**Required work**
(1) Reproduce the part of the ECP investing passage that opens with the words containing "As an asset" and closes with "we invest in.".
(2) In the ECP investing passage, what share of the capital in a new deal do the ECP partners generally provide?
(3) Summarize the ECP investing passage in two sentences.

As an asset class, early stage technology investing is generally in the higher risk category and the Canadian VC industry has produced inconsistent results over the past 20 years.  It is one of the reasons we decided to take a very different approach to investing which we think better aligns our investors, our team and the entrepreneurs that we invest in.

Selective

We do not manage a committed fund of capital.  The ECP partners generally make up 20-25% of the capital that goes into a new deal so we have to be convinced ourselves before we bring anyone else in.  We raise the additional capital on a deal-by-deal basis from a small group of high networth investors.  Many of our investors are operators (current or retired) and entrepreneurs themselves.  They don’t have the time to vet or manage a portfolio of tech companies so they trust us to.  They have great insight into building and managing companies and are patient about how long it takes to get it right.  Many of our investors have been investing with us for close to 10 years.

**Data provided**
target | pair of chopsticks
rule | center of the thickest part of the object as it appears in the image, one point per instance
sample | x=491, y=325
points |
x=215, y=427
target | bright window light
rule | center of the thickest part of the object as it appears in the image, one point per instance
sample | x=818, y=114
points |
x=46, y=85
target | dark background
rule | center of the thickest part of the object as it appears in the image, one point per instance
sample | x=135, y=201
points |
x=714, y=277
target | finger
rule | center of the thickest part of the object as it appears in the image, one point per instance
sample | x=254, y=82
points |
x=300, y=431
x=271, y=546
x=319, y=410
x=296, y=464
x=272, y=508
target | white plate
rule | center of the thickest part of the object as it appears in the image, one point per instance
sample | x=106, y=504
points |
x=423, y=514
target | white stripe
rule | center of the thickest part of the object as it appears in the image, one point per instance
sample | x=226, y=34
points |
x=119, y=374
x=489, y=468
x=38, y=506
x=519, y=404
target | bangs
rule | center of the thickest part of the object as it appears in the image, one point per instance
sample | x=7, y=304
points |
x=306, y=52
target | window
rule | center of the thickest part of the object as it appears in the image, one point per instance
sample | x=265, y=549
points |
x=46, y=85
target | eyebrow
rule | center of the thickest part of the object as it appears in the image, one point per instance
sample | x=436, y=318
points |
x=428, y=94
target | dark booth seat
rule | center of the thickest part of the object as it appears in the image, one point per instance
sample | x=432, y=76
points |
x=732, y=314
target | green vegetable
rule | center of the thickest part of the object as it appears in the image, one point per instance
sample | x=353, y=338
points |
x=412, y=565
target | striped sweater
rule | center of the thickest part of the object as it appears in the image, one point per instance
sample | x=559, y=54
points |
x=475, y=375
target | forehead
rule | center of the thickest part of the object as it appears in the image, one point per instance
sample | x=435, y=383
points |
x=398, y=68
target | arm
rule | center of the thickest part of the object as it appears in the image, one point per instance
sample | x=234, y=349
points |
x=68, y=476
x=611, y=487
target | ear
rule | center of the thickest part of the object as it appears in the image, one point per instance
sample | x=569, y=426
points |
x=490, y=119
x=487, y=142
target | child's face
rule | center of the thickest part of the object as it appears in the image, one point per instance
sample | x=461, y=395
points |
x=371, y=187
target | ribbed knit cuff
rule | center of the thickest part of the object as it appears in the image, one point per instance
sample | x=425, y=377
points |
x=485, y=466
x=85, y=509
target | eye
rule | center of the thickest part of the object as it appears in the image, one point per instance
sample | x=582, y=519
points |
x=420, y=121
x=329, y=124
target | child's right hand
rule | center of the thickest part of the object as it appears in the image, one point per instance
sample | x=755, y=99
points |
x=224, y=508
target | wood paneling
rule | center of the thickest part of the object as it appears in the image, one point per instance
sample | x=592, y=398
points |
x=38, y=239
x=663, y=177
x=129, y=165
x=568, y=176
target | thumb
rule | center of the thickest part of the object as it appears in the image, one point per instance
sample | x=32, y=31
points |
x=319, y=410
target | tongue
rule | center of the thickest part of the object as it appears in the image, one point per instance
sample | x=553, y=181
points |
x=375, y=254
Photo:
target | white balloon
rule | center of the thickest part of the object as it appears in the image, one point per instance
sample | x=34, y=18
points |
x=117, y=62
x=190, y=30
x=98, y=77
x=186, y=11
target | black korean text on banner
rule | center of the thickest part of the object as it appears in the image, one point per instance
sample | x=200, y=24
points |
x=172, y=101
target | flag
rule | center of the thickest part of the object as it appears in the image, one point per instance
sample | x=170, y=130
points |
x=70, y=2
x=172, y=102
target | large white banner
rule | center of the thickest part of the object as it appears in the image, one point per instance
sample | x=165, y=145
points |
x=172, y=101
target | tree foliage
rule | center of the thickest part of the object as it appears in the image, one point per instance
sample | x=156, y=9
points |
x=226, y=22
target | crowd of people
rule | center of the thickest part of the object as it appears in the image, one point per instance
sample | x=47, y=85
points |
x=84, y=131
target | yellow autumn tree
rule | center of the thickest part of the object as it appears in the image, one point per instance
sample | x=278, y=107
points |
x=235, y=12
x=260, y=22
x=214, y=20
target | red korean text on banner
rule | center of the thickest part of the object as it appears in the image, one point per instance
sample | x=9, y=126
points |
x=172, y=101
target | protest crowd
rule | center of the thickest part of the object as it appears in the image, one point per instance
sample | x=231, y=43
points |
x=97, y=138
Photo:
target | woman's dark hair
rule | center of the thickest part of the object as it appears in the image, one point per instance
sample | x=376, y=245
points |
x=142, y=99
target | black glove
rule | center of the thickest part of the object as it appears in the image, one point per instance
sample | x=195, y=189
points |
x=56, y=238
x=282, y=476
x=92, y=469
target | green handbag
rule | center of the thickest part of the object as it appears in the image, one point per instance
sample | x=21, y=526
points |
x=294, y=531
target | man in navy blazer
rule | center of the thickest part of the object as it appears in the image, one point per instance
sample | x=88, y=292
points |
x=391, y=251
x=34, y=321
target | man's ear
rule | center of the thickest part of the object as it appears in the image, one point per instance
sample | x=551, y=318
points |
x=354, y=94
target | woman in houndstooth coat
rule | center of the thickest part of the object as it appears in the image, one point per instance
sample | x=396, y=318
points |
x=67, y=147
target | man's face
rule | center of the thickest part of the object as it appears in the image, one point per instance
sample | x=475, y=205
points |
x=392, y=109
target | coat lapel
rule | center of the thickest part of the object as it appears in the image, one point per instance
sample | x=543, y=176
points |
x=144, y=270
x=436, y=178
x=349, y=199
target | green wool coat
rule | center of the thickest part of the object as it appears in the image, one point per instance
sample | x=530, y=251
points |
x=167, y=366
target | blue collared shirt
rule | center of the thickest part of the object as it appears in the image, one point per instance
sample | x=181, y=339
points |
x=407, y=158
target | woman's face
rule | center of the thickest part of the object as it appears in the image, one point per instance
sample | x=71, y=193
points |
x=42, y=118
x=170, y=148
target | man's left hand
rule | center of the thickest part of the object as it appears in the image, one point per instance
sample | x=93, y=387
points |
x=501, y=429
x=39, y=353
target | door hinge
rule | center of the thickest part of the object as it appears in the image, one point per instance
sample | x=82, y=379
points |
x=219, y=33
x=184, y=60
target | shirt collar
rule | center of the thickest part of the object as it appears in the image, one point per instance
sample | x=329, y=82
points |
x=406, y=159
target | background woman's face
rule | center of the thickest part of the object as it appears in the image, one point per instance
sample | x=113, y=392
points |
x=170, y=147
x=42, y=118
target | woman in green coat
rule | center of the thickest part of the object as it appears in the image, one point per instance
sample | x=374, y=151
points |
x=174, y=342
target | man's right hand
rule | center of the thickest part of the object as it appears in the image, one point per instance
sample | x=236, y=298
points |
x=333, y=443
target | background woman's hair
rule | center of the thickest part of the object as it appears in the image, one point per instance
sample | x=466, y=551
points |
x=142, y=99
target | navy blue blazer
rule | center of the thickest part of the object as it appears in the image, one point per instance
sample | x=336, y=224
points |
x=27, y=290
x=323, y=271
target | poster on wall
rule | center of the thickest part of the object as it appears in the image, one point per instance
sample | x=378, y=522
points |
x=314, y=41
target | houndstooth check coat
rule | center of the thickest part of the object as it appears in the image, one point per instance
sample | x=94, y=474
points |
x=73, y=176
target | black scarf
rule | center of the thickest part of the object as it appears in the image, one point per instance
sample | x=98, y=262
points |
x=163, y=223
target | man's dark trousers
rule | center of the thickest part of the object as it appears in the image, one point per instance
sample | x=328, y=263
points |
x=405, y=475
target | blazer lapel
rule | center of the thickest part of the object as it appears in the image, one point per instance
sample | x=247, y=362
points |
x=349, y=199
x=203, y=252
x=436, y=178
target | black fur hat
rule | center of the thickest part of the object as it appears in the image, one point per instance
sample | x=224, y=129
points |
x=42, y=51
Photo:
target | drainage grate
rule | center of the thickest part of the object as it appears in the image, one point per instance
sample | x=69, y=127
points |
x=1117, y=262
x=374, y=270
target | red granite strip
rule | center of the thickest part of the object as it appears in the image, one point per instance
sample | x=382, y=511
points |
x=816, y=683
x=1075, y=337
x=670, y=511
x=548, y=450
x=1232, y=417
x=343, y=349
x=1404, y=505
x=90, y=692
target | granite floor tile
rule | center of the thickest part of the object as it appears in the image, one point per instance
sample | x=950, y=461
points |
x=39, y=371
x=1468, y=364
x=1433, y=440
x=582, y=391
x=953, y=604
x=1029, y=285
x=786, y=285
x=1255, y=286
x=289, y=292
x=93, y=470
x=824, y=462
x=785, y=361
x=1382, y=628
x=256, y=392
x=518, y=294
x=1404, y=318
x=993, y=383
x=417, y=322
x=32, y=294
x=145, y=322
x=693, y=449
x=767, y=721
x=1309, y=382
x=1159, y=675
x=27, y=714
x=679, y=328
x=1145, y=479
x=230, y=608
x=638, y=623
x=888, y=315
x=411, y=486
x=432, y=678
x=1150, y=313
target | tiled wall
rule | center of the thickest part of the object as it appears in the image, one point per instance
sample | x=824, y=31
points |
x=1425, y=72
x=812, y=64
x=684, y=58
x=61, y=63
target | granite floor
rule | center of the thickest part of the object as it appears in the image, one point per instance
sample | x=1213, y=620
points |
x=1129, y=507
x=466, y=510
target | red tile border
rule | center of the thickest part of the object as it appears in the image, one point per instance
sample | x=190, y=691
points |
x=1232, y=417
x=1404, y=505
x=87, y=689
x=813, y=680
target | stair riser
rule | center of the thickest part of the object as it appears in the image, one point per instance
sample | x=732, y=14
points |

**List of answers**
(1)
As an asset class, early stage technology investing is generally in the higher risk category and the Canadian VC industry has produced inconsistent results over the past 20 years.  It is one of the reasons we decided to take a very different approach to investing which we think better aligns our investors, our team and the entrepreneurs that we invest in.

(2) 20-25%

(3) Early-stage technology investing is generally higher risk, and the Canadian VC industry has produced inconsistent results over the past 20 years, so ECP takes a different approach meant to align its investors, team and entrepreneurs. Rather than managing a committed fund, the ECP partners put in 20-25% of each new deal and raise the rest deal by deal from a small group of high-net-worth investors, many of whom are operators and entrepreneurs.